- _ACTION ITEM_
Pull out every line in the data that has the string "jacket" in it.
....
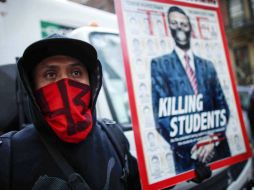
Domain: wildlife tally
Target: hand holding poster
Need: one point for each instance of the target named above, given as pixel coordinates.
(181, 88)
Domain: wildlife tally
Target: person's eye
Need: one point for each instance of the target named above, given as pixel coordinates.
(50, 75)
(76, 73)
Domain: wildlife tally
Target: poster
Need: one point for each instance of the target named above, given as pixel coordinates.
(183, 98)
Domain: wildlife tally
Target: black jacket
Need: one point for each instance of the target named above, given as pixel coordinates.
(26, 157)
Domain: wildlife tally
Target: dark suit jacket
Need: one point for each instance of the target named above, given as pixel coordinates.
(169, 79)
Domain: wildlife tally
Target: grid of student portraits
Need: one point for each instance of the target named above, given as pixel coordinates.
(172, 117)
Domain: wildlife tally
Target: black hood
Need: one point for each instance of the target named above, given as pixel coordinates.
(51, 46)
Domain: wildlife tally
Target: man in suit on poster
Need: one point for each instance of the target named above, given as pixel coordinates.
(189, 106)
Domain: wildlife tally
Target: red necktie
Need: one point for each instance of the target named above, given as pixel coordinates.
(191, 74)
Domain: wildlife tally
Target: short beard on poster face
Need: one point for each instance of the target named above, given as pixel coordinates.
(181, 38)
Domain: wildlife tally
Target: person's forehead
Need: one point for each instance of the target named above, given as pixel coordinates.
(59, 60)
(178, 16)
....
- _YOUR RESPONSE_
Target: black jacket
Target: dark suit jacket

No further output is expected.